--- Start Excerpt to read ---

Prometheus's delta() function can be inferior to subtraction with offset

March 24, 2019

The PromQL delta() function is used on gauges to, well, let's quota its help text:

delta(v range-vector) calculates the difference between the first and last value of each time series element in a range vector v, returning an instant vector with the given deltas and equivalent labels. The delta is extrapolated to cover the full time range as specified in the range vector selector, so that it is possible to get a non-integer result even if the sample values are all integers.

Given this description, you would expect that 'delta(yourmetric[24h])' is preferable to the essentially functionally equivalent but more verbose version using offset:

yourmetric - yourmetric offset 24h

(Ignoring some hand waving about any delta extrapolation and so on.)

Unfortunately it is not. In some situations, the offset based version can work when the delta() version fails.

The fundamental problem is unsurprisingly related to Prometheus's lack of label based optimization, and it is that using delta() attempts to load all samples in the entire range into memory, even though most of them will be ignored and discarded. If your metric has a lot of metric points, for example because it has relatively high metric cardinality (many different label values), attempting to load all of the samples into memory can trip Prometheus limits and cause the delta()-based version to fail. The offset based version only ever loads metric points from two times, so it will almost always work.

--- End Excerpt to read ---

(What to do):
1 – In the post on Prometheus's delta() function, list in order of appearance every PromQL expression that is written out with an argument or operand.
2 – Count the lines of the listing that contain the string "boxcar", with case counting, and give only the number.
The listing that comes next has no connection to the post on Prometheus's delta() function.

--- Start Data rows ---

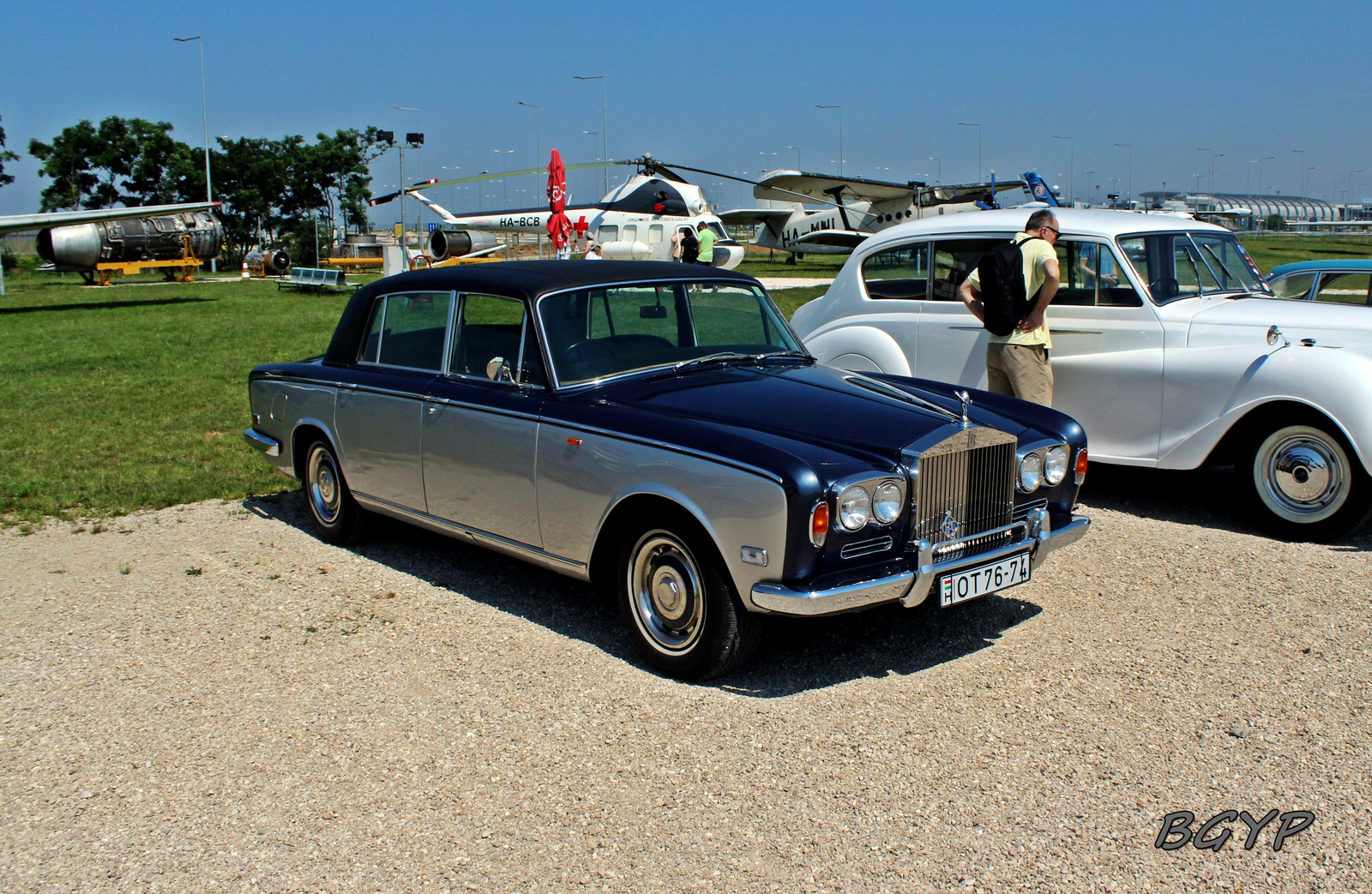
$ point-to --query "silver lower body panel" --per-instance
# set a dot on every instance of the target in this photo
(912, 585)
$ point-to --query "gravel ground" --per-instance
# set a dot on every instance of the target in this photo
(208, 699)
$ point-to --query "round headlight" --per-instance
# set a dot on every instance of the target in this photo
(1056, 466)
(854, 507)
(885, 502)
(1031, 472)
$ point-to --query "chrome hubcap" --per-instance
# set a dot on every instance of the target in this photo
(665, 592)
(324, 487)
(1301, 473)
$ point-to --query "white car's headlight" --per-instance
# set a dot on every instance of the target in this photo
(1031, 472)
(1056, 466)
(854, 507)
(885, 502)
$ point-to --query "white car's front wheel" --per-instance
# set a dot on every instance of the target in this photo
(1308, 483)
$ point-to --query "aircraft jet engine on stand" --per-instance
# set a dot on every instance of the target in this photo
(57, 225)
(635, 221)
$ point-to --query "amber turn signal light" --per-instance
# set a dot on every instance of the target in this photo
(820, 524)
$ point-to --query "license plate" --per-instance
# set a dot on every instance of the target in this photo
(978, 582)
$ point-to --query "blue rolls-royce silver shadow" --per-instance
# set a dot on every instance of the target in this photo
(658, 428)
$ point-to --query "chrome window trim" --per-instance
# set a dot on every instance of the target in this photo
(448, 335)
(452, 336)
(556, 384)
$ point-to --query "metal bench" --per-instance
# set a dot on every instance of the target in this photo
(315, 279)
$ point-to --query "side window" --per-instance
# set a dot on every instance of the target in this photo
(1092, 276)
(1344, 288)
(898, 273)
(1294, 285)
(487, 328)
(954, 261)
(413, 331)
(372, 345)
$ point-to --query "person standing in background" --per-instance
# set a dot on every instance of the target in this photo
(707, 246)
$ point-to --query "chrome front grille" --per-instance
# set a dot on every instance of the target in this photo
(965, 486)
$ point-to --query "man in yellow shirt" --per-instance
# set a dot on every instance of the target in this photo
(1017, 365)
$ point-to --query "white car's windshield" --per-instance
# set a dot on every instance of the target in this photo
(600, 332)
(1184, 265)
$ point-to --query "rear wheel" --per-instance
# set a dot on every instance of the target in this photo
(679, 605)
(1307, 483)
(338, 519)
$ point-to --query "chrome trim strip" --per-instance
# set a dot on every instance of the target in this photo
(676, 448)
(807, 603)
(482, 407)
(912, 587)
(269, 446)
(475, 535)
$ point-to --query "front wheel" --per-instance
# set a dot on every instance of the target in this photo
(679, 608)
(338, 519)
(1307, 483)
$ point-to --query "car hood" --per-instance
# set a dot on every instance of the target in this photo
(843, 411)
(1245, 321)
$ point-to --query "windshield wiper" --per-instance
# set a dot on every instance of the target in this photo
(724, 357)
(1227, 270)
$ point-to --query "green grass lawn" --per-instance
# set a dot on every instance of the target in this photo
(134, 397)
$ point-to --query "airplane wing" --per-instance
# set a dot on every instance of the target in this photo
(443, 213)
(839, 239)
(786, 185)
(18, 222)
(772, 217)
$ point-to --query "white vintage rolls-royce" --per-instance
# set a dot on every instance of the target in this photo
(1168, 347)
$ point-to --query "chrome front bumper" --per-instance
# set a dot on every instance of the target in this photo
(912, 585)
(269, 446)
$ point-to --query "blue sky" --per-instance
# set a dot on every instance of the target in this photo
(715, 85)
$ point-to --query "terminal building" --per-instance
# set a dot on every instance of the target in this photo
(1294, 210)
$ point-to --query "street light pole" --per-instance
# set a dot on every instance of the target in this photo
(1211, 187)
(539, 135)
(1131, 171)
(604, 119)
(1072, 167)
(840, 136)
(1266, 158)
(978, 146)
(205, 118)
(505, 189)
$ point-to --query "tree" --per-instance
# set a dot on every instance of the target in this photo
(6, 155)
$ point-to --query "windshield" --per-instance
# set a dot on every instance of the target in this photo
(1186, 265)
(600, 332)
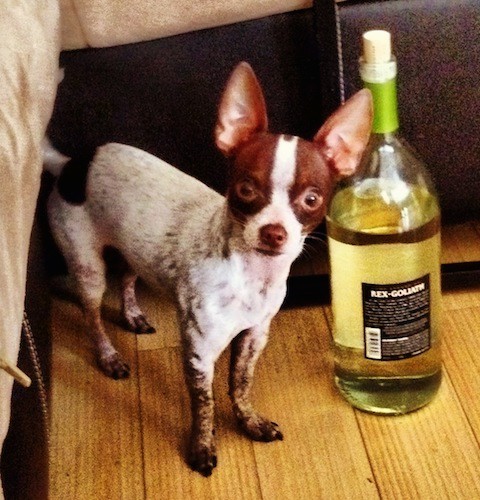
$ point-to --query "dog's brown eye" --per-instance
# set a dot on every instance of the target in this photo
(312, 200)
(246, 191)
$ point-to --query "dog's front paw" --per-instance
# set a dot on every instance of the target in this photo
(261, 429)
(202, 458)
(139, 324)
(114, 367)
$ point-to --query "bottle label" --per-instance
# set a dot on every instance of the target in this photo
(396, 319)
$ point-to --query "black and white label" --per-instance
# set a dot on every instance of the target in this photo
(396, 319)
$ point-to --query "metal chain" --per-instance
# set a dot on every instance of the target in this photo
(341, 75)
(38, 375)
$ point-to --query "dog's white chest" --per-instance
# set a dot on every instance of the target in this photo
(234, 295)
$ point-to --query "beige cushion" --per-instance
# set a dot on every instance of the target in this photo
(101, 23)
(29, 46)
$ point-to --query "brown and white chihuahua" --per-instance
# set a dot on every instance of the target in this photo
(226, 259)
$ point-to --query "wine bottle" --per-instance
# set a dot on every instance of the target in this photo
(383, 227)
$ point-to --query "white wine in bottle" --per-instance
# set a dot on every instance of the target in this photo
(383, 228)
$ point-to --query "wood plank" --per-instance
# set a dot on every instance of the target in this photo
(322, 455)
(461, 347)
(95, 422)
(460, 243)
(428, 454)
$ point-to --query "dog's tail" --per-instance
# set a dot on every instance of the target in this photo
(53, 160)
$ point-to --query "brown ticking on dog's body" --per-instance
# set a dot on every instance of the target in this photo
(225, 259)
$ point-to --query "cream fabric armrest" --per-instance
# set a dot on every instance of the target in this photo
(29, 50)
(102, 23)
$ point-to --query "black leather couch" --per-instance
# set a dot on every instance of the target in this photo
(162, 95)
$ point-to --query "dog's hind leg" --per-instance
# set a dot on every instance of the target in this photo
(84, 256)
(134, 317)
(89, 274)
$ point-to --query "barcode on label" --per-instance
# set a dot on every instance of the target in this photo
(373, 343)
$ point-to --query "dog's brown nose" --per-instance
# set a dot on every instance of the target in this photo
(273, 235)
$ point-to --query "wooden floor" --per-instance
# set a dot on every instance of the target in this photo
(127, 439)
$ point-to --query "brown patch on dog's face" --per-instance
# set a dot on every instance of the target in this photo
(313, 185)
(250, 187)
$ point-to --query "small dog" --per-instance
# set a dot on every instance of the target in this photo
(226, 259)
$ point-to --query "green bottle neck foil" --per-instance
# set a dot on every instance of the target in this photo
(381, 80)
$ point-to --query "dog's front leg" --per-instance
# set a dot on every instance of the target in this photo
(246, 349)
(199, 371)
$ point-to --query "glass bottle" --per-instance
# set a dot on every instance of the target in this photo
(383, 228)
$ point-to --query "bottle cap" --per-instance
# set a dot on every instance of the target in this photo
(377, 47)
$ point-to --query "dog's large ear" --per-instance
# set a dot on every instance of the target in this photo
(345, 134)
(242, 111)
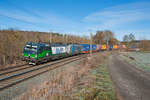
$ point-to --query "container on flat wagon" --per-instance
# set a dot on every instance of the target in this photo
(85, 48)
(74, 49)
(111, 47)
(98, 47)
(124, 46)
(104, 47)
(115, 47)
(94, 47)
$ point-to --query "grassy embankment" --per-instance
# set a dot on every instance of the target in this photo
(88, 80)
(140, 59)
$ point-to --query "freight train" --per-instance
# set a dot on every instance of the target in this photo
(36, 53)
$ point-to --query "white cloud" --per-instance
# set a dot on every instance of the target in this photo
(120, 15)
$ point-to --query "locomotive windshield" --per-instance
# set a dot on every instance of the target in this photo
(30, 49)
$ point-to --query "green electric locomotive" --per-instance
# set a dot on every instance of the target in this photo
(36, 53)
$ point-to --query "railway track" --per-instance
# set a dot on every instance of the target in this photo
(12, 76)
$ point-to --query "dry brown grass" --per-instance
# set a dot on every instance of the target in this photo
(61, 85)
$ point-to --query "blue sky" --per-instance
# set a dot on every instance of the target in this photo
(78, 16)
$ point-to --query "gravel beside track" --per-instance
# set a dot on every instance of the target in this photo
(27, 80)
(17, 77)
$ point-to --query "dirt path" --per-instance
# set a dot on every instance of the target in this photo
(132, 84)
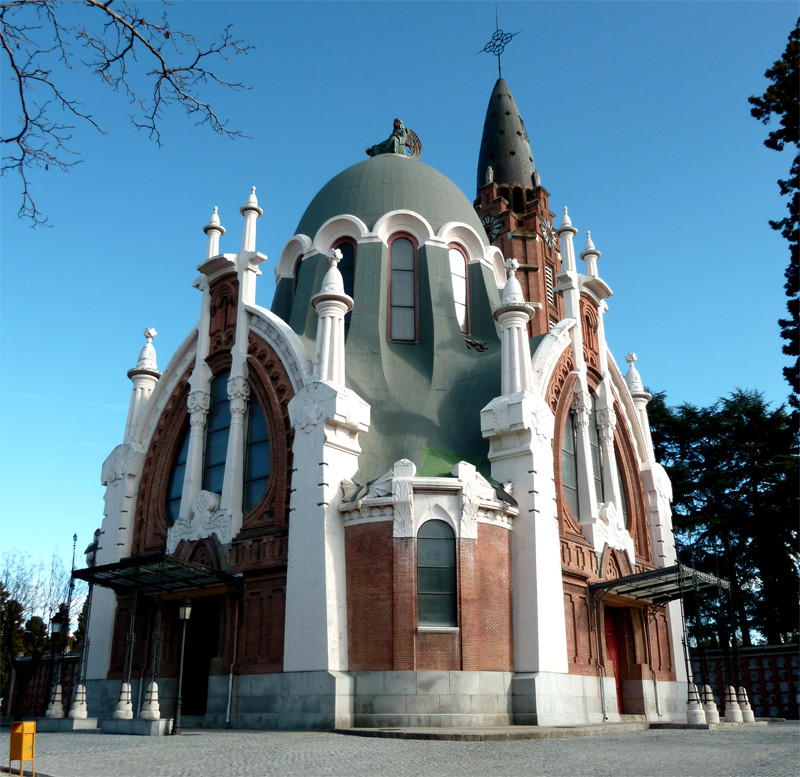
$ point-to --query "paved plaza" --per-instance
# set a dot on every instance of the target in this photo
(771, 751)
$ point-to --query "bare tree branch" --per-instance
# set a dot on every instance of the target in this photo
(121, 47)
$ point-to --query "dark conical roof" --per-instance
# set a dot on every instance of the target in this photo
(504, 144)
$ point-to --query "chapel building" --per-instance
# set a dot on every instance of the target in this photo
(402, 495)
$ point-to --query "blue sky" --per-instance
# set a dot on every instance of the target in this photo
(638, 118)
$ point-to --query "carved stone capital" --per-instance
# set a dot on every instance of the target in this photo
(606, 423)
(198, 403)
(238, 394)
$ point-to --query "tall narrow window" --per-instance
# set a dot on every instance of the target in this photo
(569, 466)
(218, 425)
(256, 457)
(458, 274)
(597, 453)
(622, 498)
(436, 575)
(402, 261)
(548, 280)
(176, 476)
(347, 267)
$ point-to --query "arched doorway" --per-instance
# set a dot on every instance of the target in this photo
(202, 641)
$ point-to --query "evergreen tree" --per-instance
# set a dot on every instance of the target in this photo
(735, 501)
(782, 99)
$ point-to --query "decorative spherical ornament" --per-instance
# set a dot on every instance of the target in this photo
(548, 233)
(492, 225)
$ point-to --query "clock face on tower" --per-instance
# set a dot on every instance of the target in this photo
(492, 225)
(548, 233)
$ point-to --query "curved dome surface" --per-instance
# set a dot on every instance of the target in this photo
(388, 182)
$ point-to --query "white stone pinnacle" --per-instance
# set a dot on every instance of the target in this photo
(334, 257)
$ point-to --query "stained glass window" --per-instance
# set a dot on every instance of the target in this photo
(436, 575)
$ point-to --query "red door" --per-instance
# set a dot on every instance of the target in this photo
(612, 653)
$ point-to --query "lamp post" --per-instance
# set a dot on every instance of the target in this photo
(184, 612)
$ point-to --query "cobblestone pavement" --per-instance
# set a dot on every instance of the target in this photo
(771, 751)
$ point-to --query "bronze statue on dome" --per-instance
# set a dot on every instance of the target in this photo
(400, 139)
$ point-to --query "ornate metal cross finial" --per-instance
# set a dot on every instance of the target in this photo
(498, 43)
(334, 256)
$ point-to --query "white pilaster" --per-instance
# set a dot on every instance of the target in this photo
(144, 376)
(327, 420)
(519, 426)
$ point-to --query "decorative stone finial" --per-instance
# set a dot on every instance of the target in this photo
(213, 223)
(251, 204)
(147, 356)
(334, 257)
(633, 379)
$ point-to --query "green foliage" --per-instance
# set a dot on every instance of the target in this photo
(782, 99)
(734, 471)
(35, 640)
(10, 636)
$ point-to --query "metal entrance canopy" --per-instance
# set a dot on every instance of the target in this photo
(660, 585)
(157, 574)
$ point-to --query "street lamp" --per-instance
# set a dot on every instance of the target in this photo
(184, 611)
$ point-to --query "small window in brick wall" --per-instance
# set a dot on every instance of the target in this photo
(548, 279)
(436, 575)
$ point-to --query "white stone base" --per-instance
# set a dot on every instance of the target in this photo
(64, 725)
(138, 727)
(550, 699)
(432, 699)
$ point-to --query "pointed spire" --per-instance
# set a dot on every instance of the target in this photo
(147, 356)
(504, 144)
(633, 379)
(331, 304)
(215, 231)
(512, 291)
(251, 212)
(590, 255)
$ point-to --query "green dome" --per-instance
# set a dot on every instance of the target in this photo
(385, 183)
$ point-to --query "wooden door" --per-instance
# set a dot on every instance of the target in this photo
(612, 652)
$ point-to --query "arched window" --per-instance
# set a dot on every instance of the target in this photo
(623, 500)
(403, 290)
(569, 465)
(597, 453)
(218, 425)
(436, 575)
(256, 457)
(347, 267)
(519, 202)
(176, 476)
(459, 276)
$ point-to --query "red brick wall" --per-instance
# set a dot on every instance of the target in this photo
(368, 557)
(382, 603)
(492, 646)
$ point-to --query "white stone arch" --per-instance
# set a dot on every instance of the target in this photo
(286, 344)
(494, 258)
(465, 236)
(176, 368)
(404, 221)
(548, 353)
(436, 513)
(336, 228)
(293, 251)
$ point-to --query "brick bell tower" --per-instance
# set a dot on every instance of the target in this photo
(513, 206)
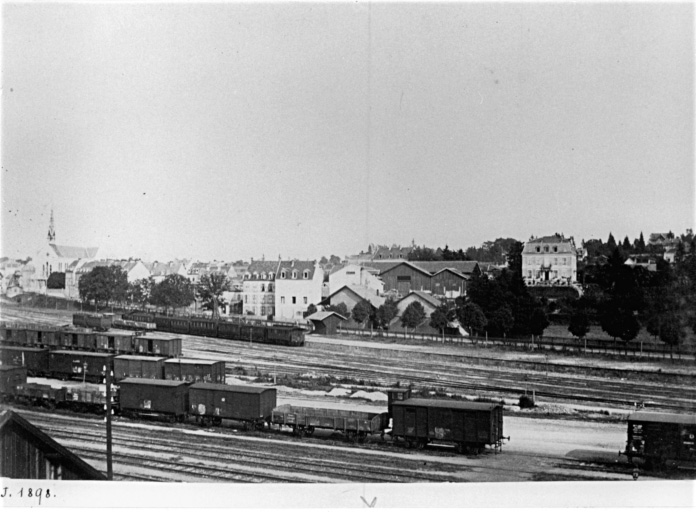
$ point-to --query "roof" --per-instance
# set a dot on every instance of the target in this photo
(66, 251)
(449, 404)
(660, 417)
(182, 360)
(425, 297)
(256, 390)
(48, 445)
(154, 382)
(323, 315)
(295, 266)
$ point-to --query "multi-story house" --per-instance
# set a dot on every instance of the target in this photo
(258, 288)
(550, 260)
(298, 284)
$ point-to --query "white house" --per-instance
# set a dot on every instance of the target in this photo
(298, 284)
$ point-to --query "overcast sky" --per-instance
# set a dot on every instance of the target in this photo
(227, 131)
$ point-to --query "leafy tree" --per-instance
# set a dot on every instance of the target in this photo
(103, 284)
(413, 315)
(471, 316)
(210, 290)
(501, 321)
(311, 309)
(539, 322)
(386, 313)
(339, 308)
(175, 291)
(440, 318)
(362, 311)
(56, 281)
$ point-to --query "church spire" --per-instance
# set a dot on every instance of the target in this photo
(51, 230)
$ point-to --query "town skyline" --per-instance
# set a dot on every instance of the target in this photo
(231, 131)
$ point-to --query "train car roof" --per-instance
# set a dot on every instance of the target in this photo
(154, 382)
(192, 361)
(663, 417)
(450, 404)
(233, 388)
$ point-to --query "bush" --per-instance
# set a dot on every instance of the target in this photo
(526, 402)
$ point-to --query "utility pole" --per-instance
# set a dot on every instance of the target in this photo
(109, 456)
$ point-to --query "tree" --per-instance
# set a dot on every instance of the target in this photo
(440, 318)
(175, 291)
(210, 290)
(413, 315)
(362, 311)
(339, 308)
(471, 316)
(103, 284)
(56, 281)
(539, 322)
(386, 313)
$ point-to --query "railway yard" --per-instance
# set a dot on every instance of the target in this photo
(575, 432)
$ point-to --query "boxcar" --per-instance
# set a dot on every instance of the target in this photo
(92, 320)
(203, 327)
(354, 424)
(661, 439)
(212, 403)
(469, 426)
(157, 344)
(11, 377)
(42, 395)
(69, 364)
(116, 341)
(165, 399)
(139, 367)
(34, 359)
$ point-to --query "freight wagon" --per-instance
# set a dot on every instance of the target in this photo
(35, 360)
(89, 366)
(195, 370)
(160, 399)
(661, 439)
(212, 403)
(354, 424)
(469, 426)
(92, 320)
(157, 344)
(139, 367)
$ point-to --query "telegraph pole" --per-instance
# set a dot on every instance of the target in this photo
(109, 457)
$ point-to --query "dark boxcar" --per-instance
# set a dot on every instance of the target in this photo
(285, 335)
(214, 402)
(355, 424)
(34, 359)
(140, 367)
(11, 377)
(77, 338)
(195, 370)
(41, 336)
(42, 395)
(68, 364)
(470, 426)
(661, 438)
(203, 327)
(157, 344)
(154, 398)
(115, 340)
(92, 320)
(173, 324)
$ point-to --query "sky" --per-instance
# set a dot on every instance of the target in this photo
(235, 130)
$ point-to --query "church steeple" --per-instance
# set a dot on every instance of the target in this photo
(51, 230)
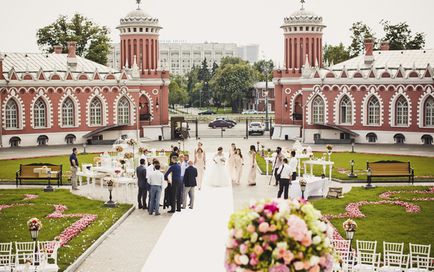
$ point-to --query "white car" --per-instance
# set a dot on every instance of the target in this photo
(256, 128)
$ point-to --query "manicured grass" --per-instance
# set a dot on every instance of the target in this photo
(13, 220)
(422, 165)
(388, 223)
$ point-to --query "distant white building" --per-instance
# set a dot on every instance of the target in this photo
(178, 57)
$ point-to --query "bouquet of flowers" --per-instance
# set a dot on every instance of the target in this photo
(119, 148)
(350, 225)
(129, 155)
(279, 236)
(131, 142)
(34, 224)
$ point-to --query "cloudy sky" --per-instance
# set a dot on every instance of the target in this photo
(239, 21)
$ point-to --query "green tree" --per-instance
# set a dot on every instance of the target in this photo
(92, 40)
(400, 36)
(336, 53)
(359, 31)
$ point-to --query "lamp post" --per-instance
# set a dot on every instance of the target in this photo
(352, 175)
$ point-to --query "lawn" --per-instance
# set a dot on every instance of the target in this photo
(385, 222)
(14, 219)
(422, 165)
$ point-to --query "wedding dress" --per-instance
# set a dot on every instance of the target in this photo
(217, 174)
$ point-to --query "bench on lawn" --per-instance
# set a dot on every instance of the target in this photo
(39, 171)
(390, 169)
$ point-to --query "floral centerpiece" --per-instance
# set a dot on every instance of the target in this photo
(279, 236)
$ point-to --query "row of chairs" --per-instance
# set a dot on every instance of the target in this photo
(365, 257)
(29, 256)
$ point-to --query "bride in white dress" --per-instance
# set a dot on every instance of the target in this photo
(218, 175)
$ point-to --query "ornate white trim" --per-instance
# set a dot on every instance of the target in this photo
(309, 107)
(21, 118)
(124, 93)
(372, 91)
(337, 110)
(292, 103)
(69, 92)
(96, 92)
(392, 107)
(421, 103)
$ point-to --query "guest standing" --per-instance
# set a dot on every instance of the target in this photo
(74, 167)
(156, 180)
(199, 162)
(175, 170)
(252, 166)
(143, 184)
(189, 184)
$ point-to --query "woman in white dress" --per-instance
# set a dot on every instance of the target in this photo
(199, 163)
(218, 175)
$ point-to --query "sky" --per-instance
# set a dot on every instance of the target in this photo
(234, 21)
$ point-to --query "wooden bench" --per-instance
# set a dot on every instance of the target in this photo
(390, 169)
(29, 172)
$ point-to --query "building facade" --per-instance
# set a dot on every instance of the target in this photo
(64, 99)
(382, 96)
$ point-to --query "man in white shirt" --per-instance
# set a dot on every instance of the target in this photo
(156, 180)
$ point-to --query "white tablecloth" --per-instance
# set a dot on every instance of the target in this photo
(314, 187)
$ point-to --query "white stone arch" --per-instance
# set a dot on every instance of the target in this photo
(392, 107)
(69, 93)
(292, 103)
(96, 92)
(309, 107)
(364, 110)
(124, 93)
(421, 103)
(151, 103)
(13, 94)
(42, 93)
(337, 116)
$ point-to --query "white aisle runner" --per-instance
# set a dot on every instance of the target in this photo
(195, 240)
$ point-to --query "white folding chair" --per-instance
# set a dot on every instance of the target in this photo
(394, 263)
(366, 246)
(418, 250)
(48, 253)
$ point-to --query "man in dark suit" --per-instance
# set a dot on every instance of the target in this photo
(175, 170)
(143, 185)
(190, 176)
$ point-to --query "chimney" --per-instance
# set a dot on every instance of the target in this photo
(58, 49)
(72, 57)
(385, 46)
(369, 50)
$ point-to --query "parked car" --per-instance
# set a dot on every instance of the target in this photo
(220, 124)
(207, 112)
(256, 128)
(227, 120)
(249, 112)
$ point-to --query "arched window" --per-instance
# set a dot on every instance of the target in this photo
(346, 110)
(95, 112)
(123, 111)
(11, 114)
(40, 113)
(429, 112)
(401, 111)
(318, 110)
(373, 111)
(68, 113)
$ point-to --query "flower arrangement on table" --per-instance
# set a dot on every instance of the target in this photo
(34, 224)
(350, 225)
(279, 236)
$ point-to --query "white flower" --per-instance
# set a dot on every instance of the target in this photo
(316, 240)
(244, 259)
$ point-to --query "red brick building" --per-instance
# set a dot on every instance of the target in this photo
(382, 96)
(63, 98)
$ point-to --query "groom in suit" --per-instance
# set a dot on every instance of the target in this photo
(189, 184)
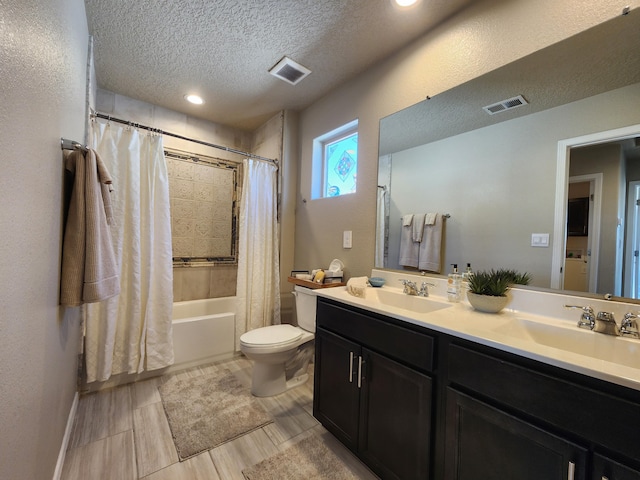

--- End Data rows ---

(Results):
1 –
delta(v range-vector)
delta(yourmetric[24h])
yourmetric - yourmetric offset 24h

2 – 2